### Cuplikan Halaman

Tugas Individu ke 4
Nama :
Sarah
NIM :
0901120186
Mata Kuliah :
Studi Masyarakat Melayu
Dosen : Ahmad
Jamaan S.IP, M.Si
Masyarakat Melayu Thailand dan
Vietnam
Thailand
Orang melayu Islam di Thailand dapat kita lihat dari bentuk
tubuh dan wajah mereka yang agak berbeda dengan orang Thailand kebanyakannya.
Menurut Hamka kalau kita berjumpa di Makkah saat melaksanakan Haji, kita tidak
dapat membedakan antara Melayu Indonesia, Malaysia, Thailand, Brunei,
Philipine, Mindanao dan Singapura. Orang Melayu Thailand adalah
penduduk asli yang meneroka tanah air mereka dan bukan pendatang seperti orang
China dan Tamil dari India di Malaysia yang didatangkan untuk kepentingan
penjajah ketika itu. . Orang Melayu Islam di Thailand tidak mendapatkan keistimewaan
seperti ini di Phuket.

### Cuplikan Data
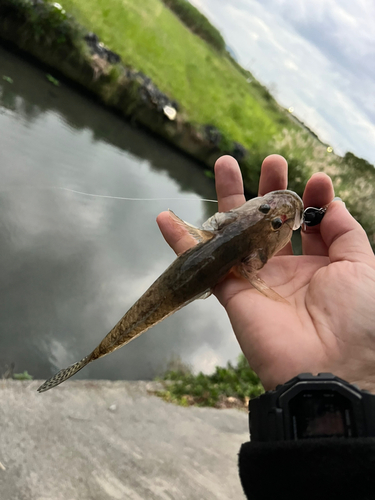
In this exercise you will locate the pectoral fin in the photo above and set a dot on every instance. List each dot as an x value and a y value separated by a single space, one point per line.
200 235
260 285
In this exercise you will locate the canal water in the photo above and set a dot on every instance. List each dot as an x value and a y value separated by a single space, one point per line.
70 264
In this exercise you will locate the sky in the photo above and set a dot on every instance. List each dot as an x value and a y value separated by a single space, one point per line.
316 56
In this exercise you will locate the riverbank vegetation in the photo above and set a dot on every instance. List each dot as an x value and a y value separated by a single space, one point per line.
215 92
220 105
228 387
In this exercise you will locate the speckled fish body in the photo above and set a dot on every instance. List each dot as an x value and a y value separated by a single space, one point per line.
242 239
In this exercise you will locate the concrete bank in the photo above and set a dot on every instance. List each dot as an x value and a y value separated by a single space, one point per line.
100 440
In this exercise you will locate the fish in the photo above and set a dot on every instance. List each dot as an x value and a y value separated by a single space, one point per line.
241 240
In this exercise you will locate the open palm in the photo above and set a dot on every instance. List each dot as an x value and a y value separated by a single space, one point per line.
328 324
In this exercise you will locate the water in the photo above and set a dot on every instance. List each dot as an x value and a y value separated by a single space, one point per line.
71 265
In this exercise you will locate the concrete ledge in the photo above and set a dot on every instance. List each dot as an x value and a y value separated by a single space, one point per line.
99 440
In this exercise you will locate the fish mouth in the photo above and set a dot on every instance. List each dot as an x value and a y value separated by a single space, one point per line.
297 221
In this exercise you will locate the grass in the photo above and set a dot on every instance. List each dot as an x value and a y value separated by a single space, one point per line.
197 22
228 387
209 87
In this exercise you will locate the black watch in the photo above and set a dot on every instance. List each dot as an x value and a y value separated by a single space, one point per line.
312 406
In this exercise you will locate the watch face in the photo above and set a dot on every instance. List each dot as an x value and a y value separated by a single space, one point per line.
321 413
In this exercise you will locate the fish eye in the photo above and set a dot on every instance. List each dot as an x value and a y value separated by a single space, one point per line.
276 223
265 208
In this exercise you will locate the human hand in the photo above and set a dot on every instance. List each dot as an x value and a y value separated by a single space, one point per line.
329 323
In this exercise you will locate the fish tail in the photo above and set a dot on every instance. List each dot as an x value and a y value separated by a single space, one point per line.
64 374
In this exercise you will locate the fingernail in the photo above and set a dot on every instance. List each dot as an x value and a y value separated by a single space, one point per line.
337 198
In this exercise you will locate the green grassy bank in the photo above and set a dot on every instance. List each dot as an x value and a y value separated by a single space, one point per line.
212 89
221 107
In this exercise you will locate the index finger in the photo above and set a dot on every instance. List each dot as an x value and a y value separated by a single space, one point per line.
345 237
229 184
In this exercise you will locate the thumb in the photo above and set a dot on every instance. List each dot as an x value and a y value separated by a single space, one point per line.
344 236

### Daftar Tugas
1. Ubah baris-baris catatan, mulai dari baris yang memuat "In this exercise you will locate the thumb" hingga akhir catatan, menjadi daftar bernomor tanpa baris kosong.
2. Lanjutkan teks tentang masyarakat Melayu Thailand dari bagian terakhirnya.
Teks tentang masyarakat Melayu Thailand dan catatan di atas diambil dari sumber yang berlainan.

### Hasil Pengerjaan
1.
1. In this exercise you will locate the thumb in the photo above and set a dot on every instance. List each dot as an x value and a y value separated by a single space, one point per line.
2. 344 236

2.
Kebebasan beragama cukup terjamin dengan adanya sejumlah
masjid untuk orang Islam. Ceramah agama bebas dilakukan. Pendidikan agama atau
sekolah pondok para guru dan biaya buku serta pakaian sekolah murid dibayar
oleh pemerintah. Sejauh ini nampaknya cukup demokratis di Phuket. Artinya pajak
yang dibayar oleh ummat Islam Phuket dikembalikan ke rakyat dalam bentuk
infrastruktur, pendidikan, kesehatan, dan bantuan lainnya.
orang Melayu Islam di Thailand dipaksa atau terpaksa menerima
Thailand secara utuh. Nama-nama mereka adalah nama-nama orang Thailand. Mereka
menggunakan bahasa dan tulisan Thailand sebagai amalan harian.
Disekolah-sekolah -termasuk sekolah pondok- mereka harus menyanyikan lagu
kebangsaan Thailand. Keadaanya hampir sama dengan orang Cina di Indonesia,
dimana mereka harus berbicara dengan bahasa Indonesia, menggunakan tulisan
Indonesia (Melayu), menukar nama menjadi nama ke Indonesiaan, sejarah kedekatan
mereka dengan penjajah seperti menjadi mata-mata, rasa nasionalisme dan
sebagainya akan di ungkit disaat mereka tidak lagi meng Indonesia.
Kata orang Melayu Islam Thailand, kalau mereka tidak menggunakan nama,
bahasa dan tulisan Thailand dalam amalan keseharian, maka mereka akan dituduh
tidak nasionalis, ingin merdeka dan sebagainya.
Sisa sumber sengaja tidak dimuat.